_Problem set_
A - In the mailing-list post, reproduce verbatim the passage between "[Long quotation from" and "in these conflicts.", inclusive.
B - In the mailing-list post, what does Ollman single out as the fundamental contradiction giving rise to political and social revolution?

_Text_
*** Begin section ***

Black Holes, was Re: Returning Foucault to Marx and Lenin

Carrol Cox cbcox at ilstu.edu
Sun Jun 17 12:17:10 PDT 2001


Alec Ramsdell wrote:
>
[Yoshie wrote]: To change Foucault's theory to fit it into Leninism against his intention: particular resistances -- of workers against employers, of students against teachers, of the disabled against doctors, scientists, & care-giving workers, ad infinitum -- are "never in a position of exteriority in relation to power" on their own. . .

[Long quotation from Ollman clipped]


> Ollman singles out an economic crisis as the
> fundamental contradiction giving rise to political and
> social revolution. The same can apply at the
> micro-political "extension of abstraction", of the
> sort of conflicts you describe internal to the working
> class (employee and employer, care-giver and patient,
> etc.), the resolution of conflicting "identities" to
> labor (vs. capital) coming when the role of capital is
> seen in these conflicts.

*** End section ***

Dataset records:
*** Begin section ***

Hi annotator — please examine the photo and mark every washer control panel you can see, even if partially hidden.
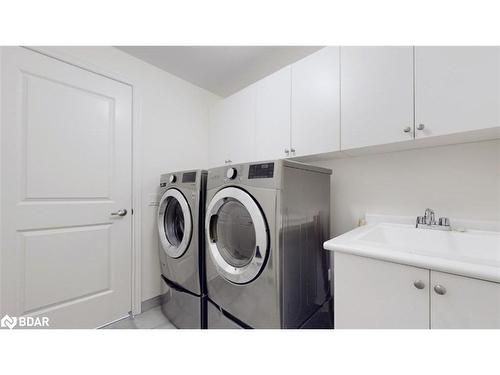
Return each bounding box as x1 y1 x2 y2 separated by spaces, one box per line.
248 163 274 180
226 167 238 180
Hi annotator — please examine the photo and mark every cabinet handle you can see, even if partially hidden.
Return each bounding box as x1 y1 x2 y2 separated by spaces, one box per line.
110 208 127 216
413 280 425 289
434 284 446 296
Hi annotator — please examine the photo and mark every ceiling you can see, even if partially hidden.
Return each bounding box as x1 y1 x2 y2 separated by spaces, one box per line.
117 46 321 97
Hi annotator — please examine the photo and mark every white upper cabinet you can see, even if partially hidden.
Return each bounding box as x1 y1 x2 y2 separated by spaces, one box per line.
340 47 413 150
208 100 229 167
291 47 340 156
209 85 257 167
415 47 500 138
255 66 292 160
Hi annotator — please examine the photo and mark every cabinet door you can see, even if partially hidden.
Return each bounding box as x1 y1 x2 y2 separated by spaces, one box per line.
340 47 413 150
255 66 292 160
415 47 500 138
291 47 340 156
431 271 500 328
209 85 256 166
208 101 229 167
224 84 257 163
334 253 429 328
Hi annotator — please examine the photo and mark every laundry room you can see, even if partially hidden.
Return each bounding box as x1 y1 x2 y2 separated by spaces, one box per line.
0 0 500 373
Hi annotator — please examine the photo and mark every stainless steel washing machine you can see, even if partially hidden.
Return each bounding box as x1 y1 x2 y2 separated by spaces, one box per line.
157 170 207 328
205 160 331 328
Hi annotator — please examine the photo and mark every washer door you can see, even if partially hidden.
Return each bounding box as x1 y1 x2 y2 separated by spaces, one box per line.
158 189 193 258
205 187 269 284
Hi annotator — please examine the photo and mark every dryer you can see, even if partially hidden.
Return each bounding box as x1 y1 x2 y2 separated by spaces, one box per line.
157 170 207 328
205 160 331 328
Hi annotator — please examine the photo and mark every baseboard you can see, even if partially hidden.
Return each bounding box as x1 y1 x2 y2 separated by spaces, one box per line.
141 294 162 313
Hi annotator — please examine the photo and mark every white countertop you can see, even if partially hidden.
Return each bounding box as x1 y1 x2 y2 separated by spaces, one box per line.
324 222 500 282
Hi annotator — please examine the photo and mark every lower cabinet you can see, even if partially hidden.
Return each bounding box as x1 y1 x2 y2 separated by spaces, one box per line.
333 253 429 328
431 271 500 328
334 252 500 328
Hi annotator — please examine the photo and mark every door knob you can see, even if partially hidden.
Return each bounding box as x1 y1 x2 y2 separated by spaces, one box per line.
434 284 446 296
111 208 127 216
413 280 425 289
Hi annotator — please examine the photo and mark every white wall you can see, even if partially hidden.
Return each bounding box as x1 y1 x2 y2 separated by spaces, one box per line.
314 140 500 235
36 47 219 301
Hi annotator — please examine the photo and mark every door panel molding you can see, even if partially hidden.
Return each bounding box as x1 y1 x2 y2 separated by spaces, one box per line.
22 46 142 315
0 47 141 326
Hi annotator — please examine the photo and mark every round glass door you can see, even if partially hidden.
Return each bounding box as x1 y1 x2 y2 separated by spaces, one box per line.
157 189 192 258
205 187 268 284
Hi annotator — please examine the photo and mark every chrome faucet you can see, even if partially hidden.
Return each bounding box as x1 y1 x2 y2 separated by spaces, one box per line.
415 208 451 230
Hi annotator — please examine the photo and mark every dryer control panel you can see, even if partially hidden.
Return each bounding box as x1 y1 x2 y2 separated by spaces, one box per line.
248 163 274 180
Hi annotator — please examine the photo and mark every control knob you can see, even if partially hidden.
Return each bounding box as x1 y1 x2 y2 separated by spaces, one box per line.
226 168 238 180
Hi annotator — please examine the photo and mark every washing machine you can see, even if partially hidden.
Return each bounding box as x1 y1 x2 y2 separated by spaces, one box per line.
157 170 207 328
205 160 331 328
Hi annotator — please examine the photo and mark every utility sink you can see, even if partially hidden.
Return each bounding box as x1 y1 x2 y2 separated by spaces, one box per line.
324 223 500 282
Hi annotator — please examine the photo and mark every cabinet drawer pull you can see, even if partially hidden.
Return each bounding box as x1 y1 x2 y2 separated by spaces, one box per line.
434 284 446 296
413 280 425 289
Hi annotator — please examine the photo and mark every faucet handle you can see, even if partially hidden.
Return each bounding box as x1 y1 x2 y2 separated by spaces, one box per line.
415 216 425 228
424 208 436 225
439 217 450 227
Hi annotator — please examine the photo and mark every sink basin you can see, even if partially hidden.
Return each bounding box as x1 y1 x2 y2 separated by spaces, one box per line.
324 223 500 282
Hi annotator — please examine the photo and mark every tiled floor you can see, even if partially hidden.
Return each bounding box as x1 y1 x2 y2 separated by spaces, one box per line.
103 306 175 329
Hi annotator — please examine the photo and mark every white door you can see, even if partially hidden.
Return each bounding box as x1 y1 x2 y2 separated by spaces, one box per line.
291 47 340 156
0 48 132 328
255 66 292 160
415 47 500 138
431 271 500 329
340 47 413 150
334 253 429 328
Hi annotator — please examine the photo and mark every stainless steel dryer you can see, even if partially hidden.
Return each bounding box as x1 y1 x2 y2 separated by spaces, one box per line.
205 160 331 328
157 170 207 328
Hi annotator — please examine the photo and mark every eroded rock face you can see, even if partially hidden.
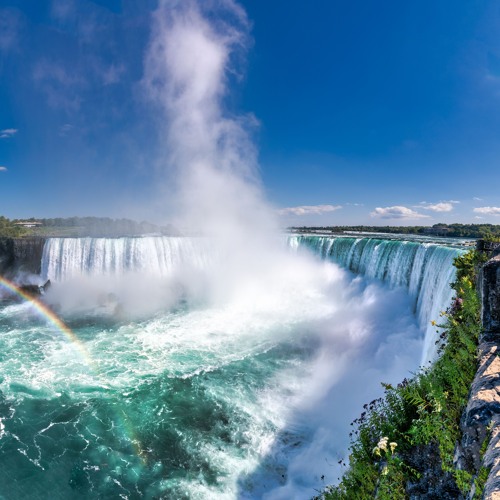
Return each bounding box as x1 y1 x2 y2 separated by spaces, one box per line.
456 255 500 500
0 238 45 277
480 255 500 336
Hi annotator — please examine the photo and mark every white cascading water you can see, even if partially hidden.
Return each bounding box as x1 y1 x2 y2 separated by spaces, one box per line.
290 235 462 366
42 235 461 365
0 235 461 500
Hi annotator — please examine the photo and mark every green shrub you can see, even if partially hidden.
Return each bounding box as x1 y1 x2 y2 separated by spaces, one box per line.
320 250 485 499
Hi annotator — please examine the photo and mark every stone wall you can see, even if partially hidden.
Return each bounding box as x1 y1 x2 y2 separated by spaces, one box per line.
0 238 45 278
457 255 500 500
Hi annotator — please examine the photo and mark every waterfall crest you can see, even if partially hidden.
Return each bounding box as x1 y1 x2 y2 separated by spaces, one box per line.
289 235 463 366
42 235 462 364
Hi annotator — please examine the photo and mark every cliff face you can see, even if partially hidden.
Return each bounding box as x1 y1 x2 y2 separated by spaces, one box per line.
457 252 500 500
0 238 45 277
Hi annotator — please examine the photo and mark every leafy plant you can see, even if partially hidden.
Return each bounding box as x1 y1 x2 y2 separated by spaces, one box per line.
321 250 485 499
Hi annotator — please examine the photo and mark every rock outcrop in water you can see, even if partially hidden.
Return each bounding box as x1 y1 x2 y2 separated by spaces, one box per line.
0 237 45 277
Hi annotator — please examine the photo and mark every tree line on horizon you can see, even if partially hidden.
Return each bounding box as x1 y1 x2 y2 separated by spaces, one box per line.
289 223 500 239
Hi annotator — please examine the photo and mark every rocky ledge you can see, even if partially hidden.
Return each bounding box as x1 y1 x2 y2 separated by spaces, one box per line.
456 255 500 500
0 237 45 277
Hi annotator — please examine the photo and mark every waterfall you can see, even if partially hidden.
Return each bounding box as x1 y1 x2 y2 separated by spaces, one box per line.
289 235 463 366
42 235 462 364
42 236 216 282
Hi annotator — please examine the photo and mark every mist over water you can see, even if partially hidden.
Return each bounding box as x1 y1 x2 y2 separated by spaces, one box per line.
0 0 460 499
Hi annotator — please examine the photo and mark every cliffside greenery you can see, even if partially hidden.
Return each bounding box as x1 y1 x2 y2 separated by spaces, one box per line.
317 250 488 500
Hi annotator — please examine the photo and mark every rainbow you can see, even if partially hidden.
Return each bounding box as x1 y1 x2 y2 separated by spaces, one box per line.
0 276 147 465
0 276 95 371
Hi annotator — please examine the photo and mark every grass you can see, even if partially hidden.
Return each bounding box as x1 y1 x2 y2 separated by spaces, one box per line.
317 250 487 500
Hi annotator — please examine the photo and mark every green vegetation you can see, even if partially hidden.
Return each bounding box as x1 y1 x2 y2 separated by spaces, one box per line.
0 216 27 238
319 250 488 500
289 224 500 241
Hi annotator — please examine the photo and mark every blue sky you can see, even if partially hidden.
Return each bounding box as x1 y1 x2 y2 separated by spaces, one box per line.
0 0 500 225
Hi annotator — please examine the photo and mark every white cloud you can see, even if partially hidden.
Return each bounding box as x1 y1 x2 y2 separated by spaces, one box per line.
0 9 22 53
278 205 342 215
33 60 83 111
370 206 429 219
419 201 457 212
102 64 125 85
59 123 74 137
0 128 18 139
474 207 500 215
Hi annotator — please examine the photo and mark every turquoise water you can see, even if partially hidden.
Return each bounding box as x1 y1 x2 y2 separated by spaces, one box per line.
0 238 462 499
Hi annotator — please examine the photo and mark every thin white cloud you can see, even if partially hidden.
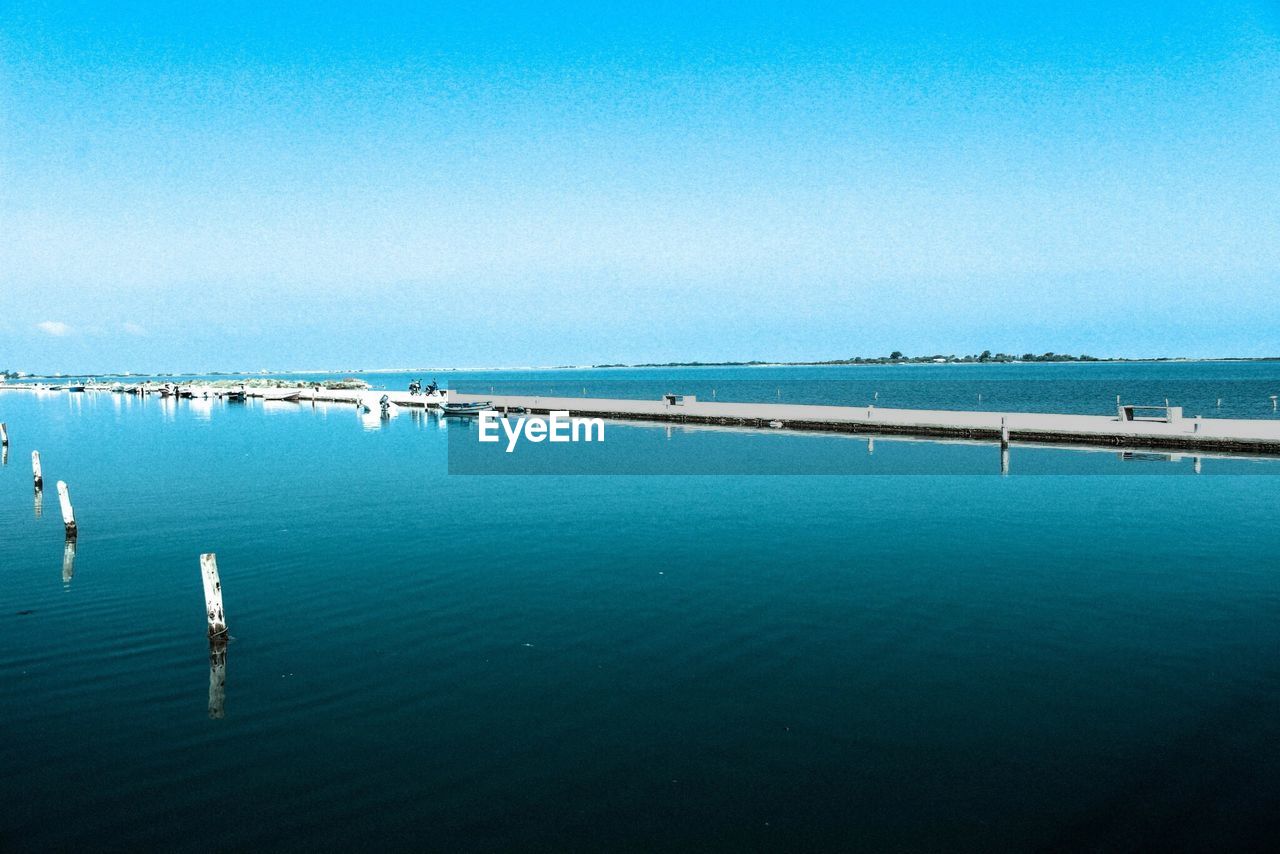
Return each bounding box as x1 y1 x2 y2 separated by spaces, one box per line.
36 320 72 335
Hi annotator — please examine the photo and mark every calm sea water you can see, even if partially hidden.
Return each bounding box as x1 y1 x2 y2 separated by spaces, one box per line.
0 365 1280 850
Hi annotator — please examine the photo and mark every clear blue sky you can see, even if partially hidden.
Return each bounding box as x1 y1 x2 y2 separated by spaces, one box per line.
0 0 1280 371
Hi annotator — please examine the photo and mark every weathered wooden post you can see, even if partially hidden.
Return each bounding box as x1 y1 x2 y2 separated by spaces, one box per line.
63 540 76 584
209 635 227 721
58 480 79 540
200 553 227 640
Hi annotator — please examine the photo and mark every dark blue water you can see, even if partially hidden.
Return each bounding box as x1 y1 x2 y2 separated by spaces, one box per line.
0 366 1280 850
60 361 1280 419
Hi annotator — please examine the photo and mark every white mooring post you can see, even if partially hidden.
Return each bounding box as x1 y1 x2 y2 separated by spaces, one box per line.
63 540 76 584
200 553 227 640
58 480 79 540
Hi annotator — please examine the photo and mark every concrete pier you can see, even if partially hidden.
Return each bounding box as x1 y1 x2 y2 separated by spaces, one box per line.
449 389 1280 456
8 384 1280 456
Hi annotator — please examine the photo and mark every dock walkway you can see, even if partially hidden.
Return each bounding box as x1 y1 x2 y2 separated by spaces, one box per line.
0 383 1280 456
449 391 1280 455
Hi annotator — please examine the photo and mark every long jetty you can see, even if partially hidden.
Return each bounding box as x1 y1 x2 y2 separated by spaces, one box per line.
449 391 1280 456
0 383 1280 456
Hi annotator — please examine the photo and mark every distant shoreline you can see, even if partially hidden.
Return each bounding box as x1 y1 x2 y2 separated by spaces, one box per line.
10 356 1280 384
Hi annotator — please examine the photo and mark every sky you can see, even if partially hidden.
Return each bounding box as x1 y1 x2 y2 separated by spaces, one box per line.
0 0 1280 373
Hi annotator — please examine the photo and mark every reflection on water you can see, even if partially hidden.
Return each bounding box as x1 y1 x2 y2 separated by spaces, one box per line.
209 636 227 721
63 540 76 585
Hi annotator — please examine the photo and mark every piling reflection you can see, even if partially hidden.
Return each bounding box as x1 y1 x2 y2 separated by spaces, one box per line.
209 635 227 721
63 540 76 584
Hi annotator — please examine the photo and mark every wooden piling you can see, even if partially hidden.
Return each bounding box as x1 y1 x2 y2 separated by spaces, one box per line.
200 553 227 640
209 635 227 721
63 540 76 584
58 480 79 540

*** End section ***

_Solutions to each task_
A -
[Long quotation from Ollman clipped]


> Ollman singles out an economic crisis as the
> fundamental contradiction giving rise to political and
> social revolution. The same can apply at the
> micro-political "extension of abstraction", of the
> sort of conflicts you describe internal to the working
> class (employee and employer, care-giver and patient,
> etc.), the resolution of conflicting "identities" to
> labor (vs. capital) coming when the role of capital is
> seen in these conflicts.

B - An economic crisis.